* _SET TASKS_
1. Write out the BLM UK text word for word, starting at "According to Imarn, people" and ending at "criticising the protest.".
2. Translate this sentence from the BLM UK text into Spanish: "‘I received a lot of heat…because I wanted it to be known that all these people who had contributed [over] £1 million had contributed to an organisation that didn’t actually organise the protests,’ she says."

## Begin SELECTED TEXT

When Imarn first spoke out about BLM UK this summer – with claims that ‘they are abolitionists’ who ‘believe in the removal of prisons, smashing capitalism and abolishing the police’ - she says she subsequently felt stigmatised.

Photo credit: Vlullophoto
Photo credit: Vlullophoto

‘I received a lot of heat…because I wanted it to be known that all these people who had contributed [over] £1 million had contributed to an organisation that didn’t actually organise the protests,’ she says.

According to Imarn, people weren’t ready to hear anything bad being said about the organisation that had attracted over £1 million in fundraising as people showed solidarity and support for Black equality: ‘You see my face leading 20,000 people on a BLM-inspired protest and then I stand up and say they’re Marxists, they’re far left…people at the time weren’t ready to hear what I had to say.’

The actor maintains that, after organising a peaceful protest in Hyde Park on June 20, during which she called for a meeting with Boris Johnson and the implementation of reviews including the 2017 Lammy Review which looks into the treatment of Black, Asian and Minority Ethnic (BAME) people in the criminal justice system, she was the subject of social media posts put out by BLM UK to their 70,000 followers criticising the protest.

## End SELECTED TEXT
## Begin DATA LINES

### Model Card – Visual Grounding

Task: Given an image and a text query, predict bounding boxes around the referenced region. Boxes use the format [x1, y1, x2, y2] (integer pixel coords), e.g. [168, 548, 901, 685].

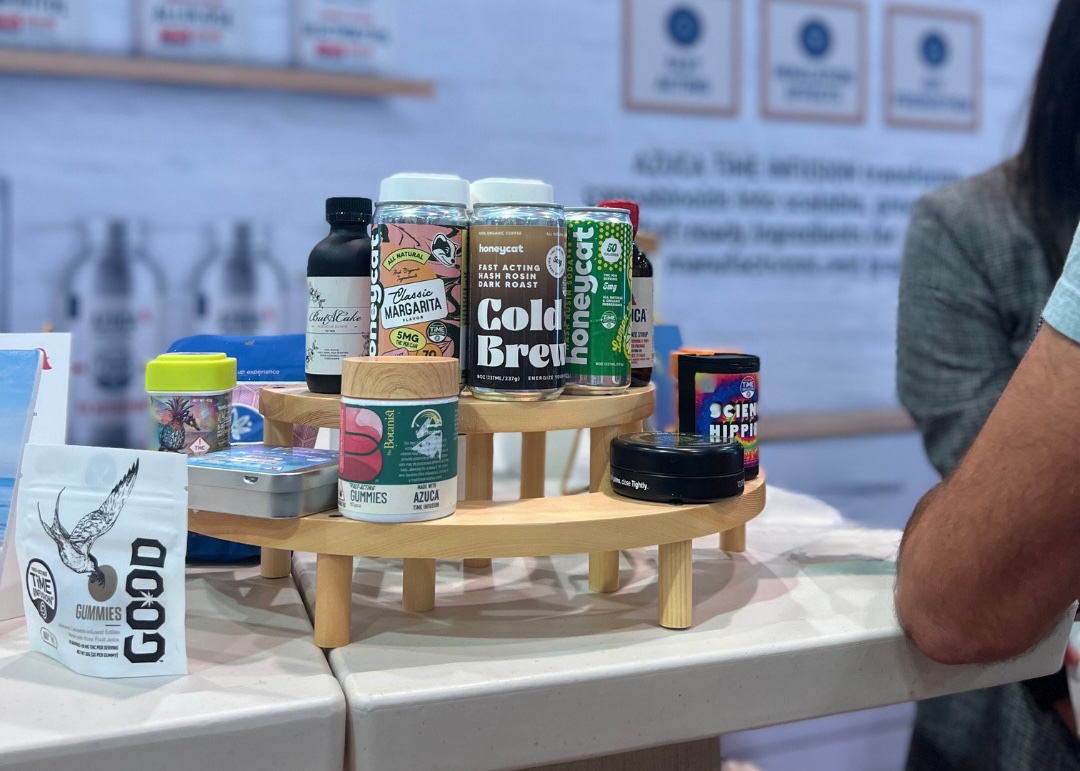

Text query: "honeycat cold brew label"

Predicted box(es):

## End DATA LINES

* _ANSWER SET_
1.
According to Imarn, people weren’t ready to hear anything bad being said about the organisation that had attracted over £1 million in fundraising as people showed solidarity and support for Black equality: ‘You see my face leading 20,000 people on a BLM-inspired protest and then I stand up and say they’re Marxists, they’re far left…people at the time weren’t ready to hear what I had to say.’

The actor maintains that, after organising a peaceful protest in Hyde Park on June 20, during which she called for a meeting with Boris Johnson and the implementation of reviews including the 2017 Lammy Review which looks into the treatment of Black, Asian and Minority Ethnic (BAME) people in the criminal justice system, she was the subject of social media posts put out by BLM UK to their 70,000 followers criticising the protest.

2. ‘Recibí muchas críticas… porque quería que se supiera que todas esas personas que habían aportado [más de] 1 millón de libras habían contribuido a una organización que en realidad no organizó las protestas’, dice.